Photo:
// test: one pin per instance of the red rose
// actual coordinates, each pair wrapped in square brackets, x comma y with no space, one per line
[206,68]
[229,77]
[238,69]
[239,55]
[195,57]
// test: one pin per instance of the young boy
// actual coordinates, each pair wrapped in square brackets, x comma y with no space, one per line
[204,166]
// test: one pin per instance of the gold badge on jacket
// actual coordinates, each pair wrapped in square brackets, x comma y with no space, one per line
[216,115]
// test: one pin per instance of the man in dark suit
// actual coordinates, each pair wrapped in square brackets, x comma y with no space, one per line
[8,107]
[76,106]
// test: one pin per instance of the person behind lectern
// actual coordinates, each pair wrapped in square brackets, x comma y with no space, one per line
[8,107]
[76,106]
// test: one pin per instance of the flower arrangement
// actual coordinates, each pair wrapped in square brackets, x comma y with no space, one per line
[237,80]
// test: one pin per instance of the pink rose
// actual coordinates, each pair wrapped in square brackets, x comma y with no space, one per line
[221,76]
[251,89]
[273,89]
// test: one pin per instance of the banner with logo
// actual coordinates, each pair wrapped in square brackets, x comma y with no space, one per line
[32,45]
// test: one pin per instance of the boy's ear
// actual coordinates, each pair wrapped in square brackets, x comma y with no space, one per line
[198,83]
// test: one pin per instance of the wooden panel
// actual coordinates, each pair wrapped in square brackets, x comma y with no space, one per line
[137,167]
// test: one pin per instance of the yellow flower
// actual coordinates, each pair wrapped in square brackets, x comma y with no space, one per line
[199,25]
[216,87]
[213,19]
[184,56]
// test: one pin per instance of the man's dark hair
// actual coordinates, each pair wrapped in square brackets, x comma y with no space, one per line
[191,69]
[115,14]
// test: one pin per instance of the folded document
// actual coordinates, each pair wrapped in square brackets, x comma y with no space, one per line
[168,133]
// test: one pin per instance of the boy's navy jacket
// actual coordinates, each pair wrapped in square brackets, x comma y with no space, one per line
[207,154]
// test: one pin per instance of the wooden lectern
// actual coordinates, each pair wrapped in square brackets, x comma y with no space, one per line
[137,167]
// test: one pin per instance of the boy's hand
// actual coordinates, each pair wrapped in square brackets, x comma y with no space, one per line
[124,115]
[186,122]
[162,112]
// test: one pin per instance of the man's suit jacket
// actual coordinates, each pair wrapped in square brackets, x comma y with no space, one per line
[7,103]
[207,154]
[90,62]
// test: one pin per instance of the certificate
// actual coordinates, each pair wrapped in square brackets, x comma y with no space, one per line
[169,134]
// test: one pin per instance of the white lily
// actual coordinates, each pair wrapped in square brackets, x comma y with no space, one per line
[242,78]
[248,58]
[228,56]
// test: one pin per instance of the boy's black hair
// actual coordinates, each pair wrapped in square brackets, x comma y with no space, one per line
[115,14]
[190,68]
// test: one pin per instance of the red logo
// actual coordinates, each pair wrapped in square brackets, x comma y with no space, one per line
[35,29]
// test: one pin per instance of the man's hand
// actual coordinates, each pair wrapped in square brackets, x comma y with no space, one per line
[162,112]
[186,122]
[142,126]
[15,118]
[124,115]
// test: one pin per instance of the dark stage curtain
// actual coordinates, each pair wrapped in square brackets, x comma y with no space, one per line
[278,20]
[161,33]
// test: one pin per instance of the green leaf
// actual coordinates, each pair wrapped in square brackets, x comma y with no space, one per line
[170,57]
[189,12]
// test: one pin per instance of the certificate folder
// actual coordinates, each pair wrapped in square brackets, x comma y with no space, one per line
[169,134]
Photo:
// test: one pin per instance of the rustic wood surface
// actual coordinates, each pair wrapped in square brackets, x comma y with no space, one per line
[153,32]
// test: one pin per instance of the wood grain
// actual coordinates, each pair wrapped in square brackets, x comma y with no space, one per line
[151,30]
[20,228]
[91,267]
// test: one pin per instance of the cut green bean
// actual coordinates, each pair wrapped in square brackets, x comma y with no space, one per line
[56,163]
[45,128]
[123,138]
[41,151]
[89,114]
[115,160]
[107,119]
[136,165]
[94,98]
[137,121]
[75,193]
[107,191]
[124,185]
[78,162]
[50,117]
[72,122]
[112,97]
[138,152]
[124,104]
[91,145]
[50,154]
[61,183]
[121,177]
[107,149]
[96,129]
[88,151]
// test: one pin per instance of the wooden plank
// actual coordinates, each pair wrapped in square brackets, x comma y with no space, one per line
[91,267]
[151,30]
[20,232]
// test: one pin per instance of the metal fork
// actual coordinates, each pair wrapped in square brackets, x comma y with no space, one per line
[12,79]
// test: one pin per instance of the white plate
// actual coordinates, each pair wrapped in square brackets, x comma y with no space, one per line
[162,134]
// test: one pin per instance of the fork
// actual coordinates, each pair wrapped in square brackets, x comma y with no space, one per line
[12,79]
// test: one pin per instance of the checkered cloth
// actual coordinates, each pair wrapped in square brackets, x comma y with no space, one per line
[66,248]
= = = =
◆ What needs to be done ◆
Every entry in the listing should be retyped exactly.

◆ Expected answer ◆
Photo:
// test: one pin per instance of the red rose
// actual coordinates, each pair wrapped in square brackets, x comma y with no space, one per line
[206,68]
[229,77]
[238,69]
[239,55]
[195,57]
// test: one pin per instance of the young boy
// actual coordinates, each pair wrapped in square brackets, x comma y with no space, one per line
[204,166]
// test: one pin per instance of the gold badge on jacket
// actual coordinates, each pair wrapped in square brackets, x comma y with no space, one per line
[216,115]
// test: one pin per instance of the man in dark suit
// actual coordinates, each pair wrapped in square brackets, x comma y with no space, one per line
[8,107]
[76,106]
// test: one pin per instance of the person behind lectern
// actual coordinates, each pair wrapped in square brackets, x comma y with no space, one per line
[8,107]
[76,106]
// test: one pin per instance of the flower arrangement
// actual coordinates, each pair wrapped in square brackets, x comma y with no space, one per line
[237,80]
// test: one pin per instance of the pink rose
// actual coordinates, each pair wrapped in square brackets, x comma y with no space, one per line
[221,76]
[251,89]
[273,89]
// test: one pin per instance of the banner with logo
// actual coordinates, each pair wrapped in square brackets, x comma y with no space, one per line
[32,45]
// test: one pin per instance of the boy's ear
// actual coordinates, each pair wrapped in square brackets, x comma y with no space, one per line
[198,83]
// test: one pin per instance of the wooden panel
// actual coordinates, each pair wrapped in square brackets, x comma y with no space, one per line
[137,167]
// test: one pin per instance of the yellow flower
// actual coordinates, each pair wrapped in square brackets, x comma y with no space, one per line
[199,25]
[216,87]
[213,19]
[184,56]
// test: one pin per instance of the man's dark hair
// actual coordinates, each pair wrapped in square brackets, x comma y with no space, one per line
[191,69]
[115,14]
// test: one pin per instance of the folded document
// actual coordinates, each pair wrapped in square brackets, x comma y with no space, one per line
[168,133]
// test: one pin per instance of the boy's navy jacket
// actual coordinates, each pair wrapped in square brackets, x comma y with no space, one per line
[207,154]
// test: one pin per instance of the wooden lectern
// actual coordinates, each pair wrapped in square brackets, x comma y with no space, one per line
[137,167]
// test: one pin per instance of the boy's hand
// actual coordinates, each pair wrapped in square brackets, x comma y with no space, one per line
[124,115]
[186,122]
[162,112]
// test: one pin per instance of the man's suit jacket
// actual coordinates, each pair wrapped in square brackets, x comma y with no space, one per line
[7,103]
[207,154]
[90,62]
// test: one pin per instance of the certificate
// actual coordinates, each pair wrapped in square brackets, x comma y with no space, one per line
[169,134]
// test: one pin per instance of the white lily
// actual coordinates, each pair wrapped in square brackets, x comma y with no space, one per line
[242,78]
[248,58]
[228,56]
// test: one pin per instance of the boy's black hair
// actual coordinates, each pair wrapped in square brackets, x comma y with no space, one per line
[115,14]
[190,68]
// test: one pin per instance of the red logo
// actual coordinates, each pair wrapped in square brackets, x comma y with no space, one per line
[35,29]
// test: one pin per instance of the man's hand
// actual coordinates, each pair wrapped in square brackets, x comma y with no space, one per line
[162,112]
[186,122]
[142,126]
[15,118]
[124,115]
// test: one pin per instance of the dark stage curtain
// actual coordinates, each pair wrapped in square brackets, x comma y with no space, one per line
[278,20]
[161,33]
// test: one pin per instance of the green leaf
// actual coordinates, each pair wrapped in square brackets, x comma y with no space, one per line
[170,57]
[189,12]
// test: one pin per instance of the certificate folder
// actual coordinates, each pair wrapped in square brackets, x comma y with no space, one per line
[169,134]
Photo:
// test: one pin per instance of the rustic wood surface
// actual coordinates, each pair wrapped in square brackets, x comma y with no space, one per line
[153,32]
// test: one pin per instance of the wood grain
// actual coordinates, each pair wrapped in square brackets, x comma y with no space, one per line
[151,30]
[20,228]
[91,267]
// test: one pin per instance of the cut green bean
// actual coordinates, each pair wrapped in square brackets, x comma y with no space, one per line
[56,163]
[45,128]
[123,138]
[41,151]
[89,114]
[115,160]
[107,119]
[136,165]
[94,98]
[137,121]
[75,193]
[107,191]
[124,185]
[78,162]
[50,117]
[72,122]
[112,97]
[138,152]
[124,104]
[91,145]
[50,154]
[61,183]
[121,177]
[107,149]
[96,129]
[88,151]
// test: one pin per instance of the wooden plank
// actual coordinates, each pair wrapped in square brackets, x comma y with no space, one per line
[91,267]
[151,30]
[20,232]
// test: one pin per instance of the metal fork
// actual coordinates, each pair wrapped in square brackets, x comma y with no space, one per line
[12,79]
// test: one pin per instance of the white plate
// actual coordinates, each pair wrapped in square brackets, x comma y with no space, one per line
[162,134]
// test: one pin per instance of the fork
// actual coordinates, each pair wrapped in square brackets, x comma y with no space, one per line
[12,79]
// test: one pin per instance of the checkered cloth
// actual coordinates, each pair wrapped in square brackets, x comma y with no space, one per line
[66,248]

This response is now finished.